▼▼▼

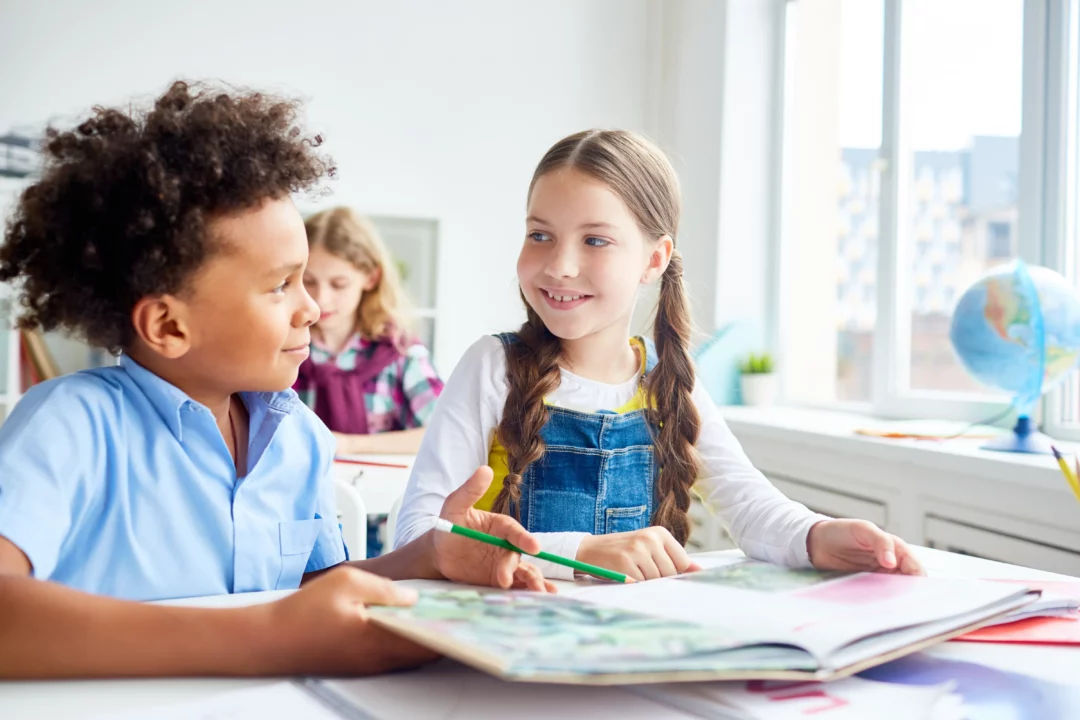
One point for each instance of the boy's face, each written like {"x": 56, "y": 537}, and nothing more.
{"x": 247, "y": 313}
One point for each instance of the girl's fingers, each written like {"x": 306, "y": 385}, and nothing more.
{"x": 665, "y": 566}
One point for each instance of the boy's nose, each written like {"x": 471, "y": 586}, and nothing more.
{"x": 309, "y": 309}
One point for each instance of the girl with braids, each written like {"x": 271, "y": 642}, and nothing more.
{"x": 596, "y": 437}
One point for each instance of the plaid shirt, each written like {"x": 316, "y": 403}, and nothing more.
{"x": 401, "y": 397}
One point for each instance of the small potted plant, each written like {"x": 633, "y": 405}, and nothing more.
{"x": 758, "y": 380}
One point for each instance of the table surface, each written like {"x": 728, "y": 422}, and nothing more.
{"x": 76, "y": 698}
{"x": 379, "y": 487}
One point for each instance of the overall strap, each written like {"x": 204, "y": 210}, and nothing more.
{"x": 650, "y": 354}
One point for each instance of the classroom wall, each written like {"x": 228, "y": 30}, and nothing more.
{"x": 430, "y": 108}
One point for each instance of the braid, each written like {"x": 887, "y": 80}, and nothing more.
{"x": 670, "y": 385}
{"x": 532, "y": 375}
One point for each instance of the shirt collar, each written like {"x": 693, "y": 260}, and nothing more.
{"x": 170, "y": 401}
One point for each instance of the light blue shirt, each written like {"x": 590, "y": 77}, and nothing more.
{"x": 115, "y": 481}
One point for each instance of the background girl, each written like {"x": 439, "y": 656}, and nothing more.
{"x": 369, "y": 380}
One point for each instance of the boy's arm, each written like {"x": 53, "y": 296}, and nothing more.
{"x": 49, "y": 630}
{"x": 437, "y": 555}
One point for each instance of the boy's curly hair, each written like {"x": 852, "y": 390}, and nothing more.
{"x": 122, "y": 206}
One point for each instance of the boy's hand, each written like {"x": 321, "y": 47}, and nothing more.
{"x": 642, "y": 554}
{"x": 474, "y": 562}
{"x": 324, "y": 629}
{"x": 860, "y": 545}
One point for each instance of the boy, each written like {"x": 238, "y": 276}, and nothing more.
{"x": 190, "y": 469}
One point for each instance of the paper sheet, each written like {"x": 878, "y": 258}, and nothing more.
{"x": 280, "y": 701}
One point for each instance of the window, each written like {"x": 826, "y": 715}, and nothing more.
{"x": 933, "y": 112}
{"x": 833, "y": 143}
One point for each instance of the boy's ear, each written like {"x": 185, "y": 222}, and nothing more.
{"x": 373, "y": 280}
{"x": 659, "y": 258}
{"x": 160, "y": 323}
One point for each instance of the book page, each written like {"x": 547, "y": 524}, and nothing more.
{"x": 811, "y": 609}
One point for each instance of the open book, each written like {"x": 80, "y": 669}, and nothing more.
{"x": 742, "y": 620}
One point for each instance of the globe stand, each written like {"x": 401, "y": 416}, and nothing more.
{"x": 1024, "y": 438}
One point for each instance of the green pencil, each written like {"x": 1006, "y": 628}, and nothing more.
{"x": 446, "y": 526}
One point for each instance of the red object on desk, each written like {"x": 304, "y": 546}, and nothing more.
{"x": 350, "y": 461}
{"x": 1036, "y": 630}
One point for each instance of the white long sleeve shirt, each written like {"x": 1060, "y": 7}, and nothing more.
{"x": 764, "y": 522}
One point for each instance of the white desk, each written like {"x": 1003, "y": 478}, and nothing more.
{"x": 38, "y": 701}
{"x": 379, "y": 487}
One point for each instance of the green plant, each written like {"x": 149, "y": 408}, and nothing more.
{"x": 757, "y": 364}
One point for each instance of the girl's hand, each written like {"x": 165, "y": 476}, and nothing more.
{"x": 860, "y": 545}
{"x": 323, "y": 628}
{"x": 643, "y": 554}
{"x": 474, "y": 562}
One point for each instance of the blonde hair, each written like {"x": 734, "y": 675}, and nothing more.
{"x": 383, "y": 311}
{"x": 640, "y": 174}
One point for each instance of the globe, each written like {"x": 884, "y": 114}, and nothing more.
{"x": 1017, "y": 329}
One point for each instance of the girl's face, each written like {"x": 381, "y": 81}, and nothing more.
{"x": 336, "y": 285}
{"x": 584, "y": 256}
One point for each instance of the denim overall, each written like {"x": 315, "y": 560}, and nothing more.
{"x": 597, "y": 474}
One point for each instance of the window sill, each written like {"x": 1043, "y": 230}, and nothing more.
{"x": 1010, "y": 506}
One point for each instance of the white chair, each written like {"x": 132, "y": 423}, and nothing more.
{"x": 392, "y": 524}
{"x": 352, "y": 515}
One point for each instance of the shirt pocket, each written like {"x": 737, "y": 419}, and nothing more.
{"x": 297, "y": 540}
{"x": 625, "y": 519}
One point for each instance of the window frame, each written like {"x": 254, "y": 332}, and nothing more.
{"x": 1062, "y": 179}
{"x": 1041, "y": 204}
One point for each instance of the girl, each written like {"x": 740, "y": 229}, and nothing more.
{"x": 594, "y": 435}
{"x": 366, "y": 375}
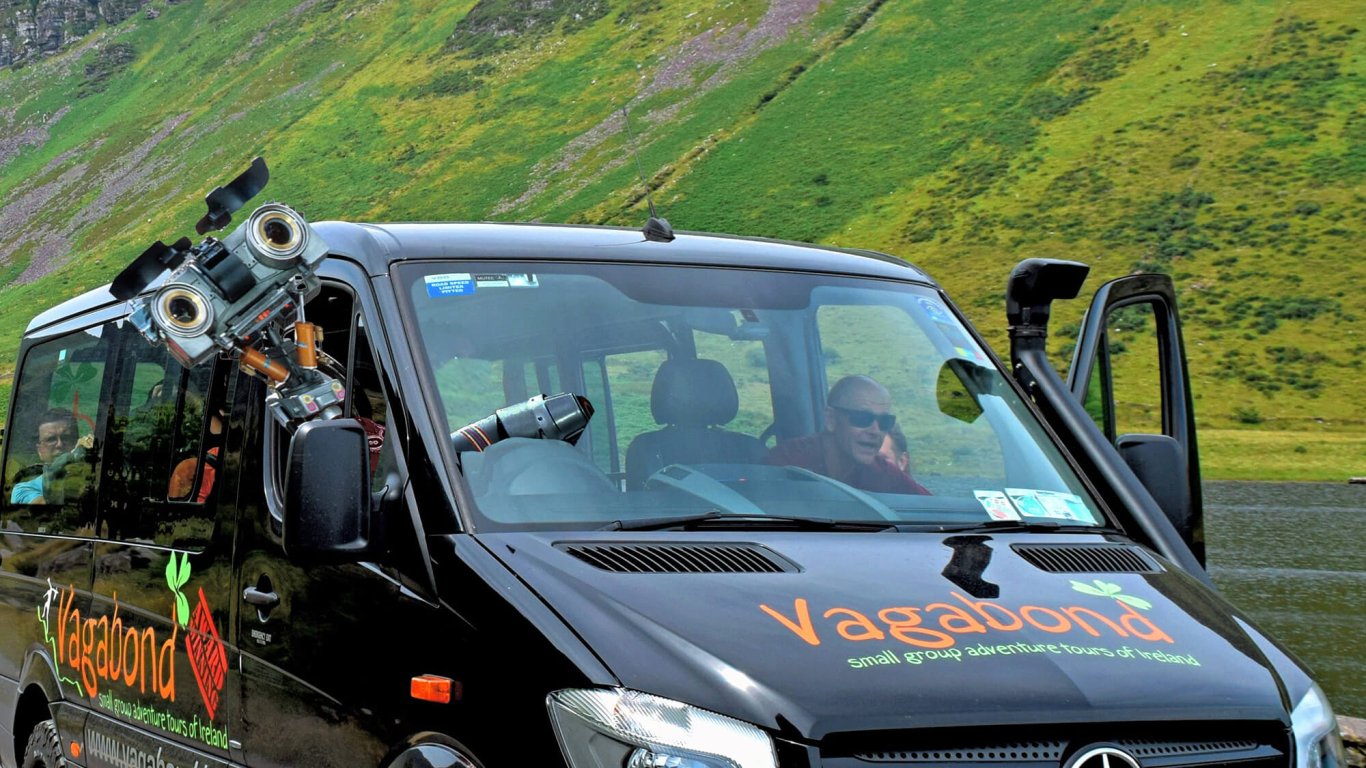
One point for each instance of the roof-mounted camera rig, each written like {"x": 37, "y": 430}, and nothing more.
{"x": 242, "y": 295}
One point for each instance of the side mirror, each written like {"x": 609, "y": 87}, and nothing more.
{"x": 327, "y": 495}
{"x": 1160, "y": 463}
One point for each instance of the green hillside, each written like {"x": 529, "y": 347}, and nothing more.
{"x": 1223, "y": 142}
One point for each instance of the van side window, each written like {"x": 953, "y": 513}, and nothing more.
{"x": 51, "y": 454}
{"x": 140, "y": 462}
{"x": 165, "y": 436}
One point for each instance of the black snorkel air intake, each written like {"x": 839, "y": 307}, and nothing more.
{"x": 1033, "y": 286}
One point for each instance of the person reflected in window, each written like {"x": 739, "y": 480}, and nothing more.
{"x": 182, "y": 477}
{"x": 896, "y": 450}
{"x": 59, "y": 446}
{"x": 858, "y": 417}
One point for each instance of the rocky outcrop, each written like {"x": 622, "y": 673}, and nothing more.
{"x": 30, "y": 30}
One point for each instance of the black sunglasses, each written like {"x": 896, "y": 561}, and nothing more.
{"x": 862, "y": 420}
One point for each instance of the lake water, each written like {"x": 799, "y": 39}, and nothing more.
{"x": 1292, "y": 556}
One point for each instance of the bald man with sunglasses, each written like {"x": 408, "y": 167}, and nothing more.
{"x": 858, "y": 416}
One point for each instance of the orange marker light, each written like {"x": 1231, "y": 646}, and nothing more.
{"x": 435, "y": 688}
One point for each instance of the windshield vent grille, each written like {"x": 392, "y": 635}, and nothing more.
{"x": 1088, "y": 558}
{"x": 1224, "y": 749}
{"x": 642, "y": 558}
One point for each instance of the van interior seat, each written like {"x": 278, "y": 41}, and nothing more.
{"x": 693, "y": 398}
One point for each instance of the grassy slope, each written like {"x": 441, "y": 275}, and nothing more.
{"x": 1220, "y": 141}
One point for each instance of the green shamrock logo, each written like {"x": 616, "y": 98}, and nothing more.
{"x": 176, "y": 577}
{"x": 67, "y": 380}
{"x": 1107, "y": 589}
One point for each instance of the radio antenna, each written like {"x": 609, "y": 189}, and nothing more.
{"x": 656, "y": 228}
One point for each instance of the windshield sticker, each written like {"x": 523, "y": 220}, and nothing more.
{"x": 997, "y": 504}
{"x": 1112, "y": 629}
{"x": 450, "y": 284}
{"x": 963, "y": 346}
{"x": 1049, "y": 504}
{"x": 522, "y": 280}
{"x": 935, "y": 309}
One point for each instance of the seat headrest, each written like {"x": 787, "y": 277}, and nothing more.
{"x": 694, "y": 392}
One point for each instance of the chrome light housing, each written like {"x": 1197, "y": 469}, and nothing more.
{"x": 638, "y": 730}
{"x": 1317, "y": 739}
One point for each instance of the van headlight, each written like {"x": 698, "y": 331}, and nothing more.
{"x": 635, "y": 730}
{"x": 1317, "y": 741}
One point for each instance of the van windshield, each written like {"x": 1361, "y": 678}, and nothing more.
{"x": 721, "y": 392}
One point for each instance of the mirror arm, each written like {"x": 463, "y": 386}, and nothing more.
{"x": 1029, "y": 297}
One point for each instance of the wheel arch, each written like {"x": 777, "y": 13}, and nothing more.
{"x": 40, "y": 688}
{"x": 430, "y": 749}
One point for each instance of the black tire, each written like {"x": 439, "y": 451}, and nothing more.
{"x": 44, "y": 748}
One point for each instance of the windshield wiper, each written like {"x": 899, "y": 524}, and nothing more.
{"x": 1022, "y": 526}
{"x": 716, "y": 518}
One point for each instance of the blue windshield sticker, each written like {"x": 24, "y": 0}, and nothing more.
{"x": 450, "y": 284}
{"x": 997, "y": 504}
{"x": 935, "y": 309}
{"x": 1049, "y": 504}
{"x": 963, "y": 346}
{"x": 1067, "y": 504}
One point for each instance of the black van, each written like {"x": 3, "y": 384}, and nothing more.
{"x": 582, "y": 496}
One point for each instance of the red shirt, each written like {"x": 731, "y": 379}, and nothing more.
{"x": 810, "y": 453}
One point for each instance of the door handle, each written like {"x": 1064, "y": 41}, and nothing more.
{"x": 262, "y": 596}
{"x": 262, "y": 600}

▲▲▲

TASK BRIEF:
Extract the closing run of lines, starting with the one containing "One point for each instance of the chrome" and ending at the last, exactly as written.

FULL ANSWER:
One point for each instance of the chrome light housing, each written like {"x": 1197, "y": 469}, and nothing more.
{"x": 638, "y": 730}
{"x": 1317, "y": 739}
One point for each instance of the van headlight, each written like {"x": 698, "y": 331}, and nothing more.
{"x": 635, "y": 730}
{"x": 1317, "y": 741}
One point for each instance of the van windshield, each written like {"x": 1361, "y": 678}, and nothing more.
{"x": 721, "y": 392}
One point for each instance of the mirror arm, each written like {"x": 463, "y": 386}, and nothing more.
{"x": 1029, "y": 297}
One point for each instance of the wheel arch, each written like {"x": 777, "y": 13}, and nothing more.
{"x": 40, "y": 688}
{"x": 430, "y": 749}
One point for each instance of the black tire, each written like {"x": 439, "y": 451}, and nothing more.
{"x": 44, "y": 748}
One point for each instance of the windshield wiper, each written like {"x": 899, "y": 524}, and nothing more.
{"x": 1022, "y": 526}
{"x": 716, "y": 518}
One point for each instance of the blue windshield sticker, each written like {"x": 24, "y": 0}, and nothing more.
{"x": 450, "y": 284}
{"x": 997, "y": 504}
{"x": 935, "y": 309}
{"x": 1049, "y": 504}
{"x": 963, "y": 346}
{"x": 1067, "y": 504}
One point for each instance of the black van, each written like {"x": 3, "y": 384}, and nothing more.
{"x": 582, "y": 496}
One point for each instance of the red shirt, each written like {"x": 731, "y": 379}, and nothing more.
{"x": 810, "y": 453}
One point for each instance of the door handle, each written like {"x": 1064, "y": 41}, and nothing more.
{"x": 262, "y": 596}
{"x": 262, "y": 600}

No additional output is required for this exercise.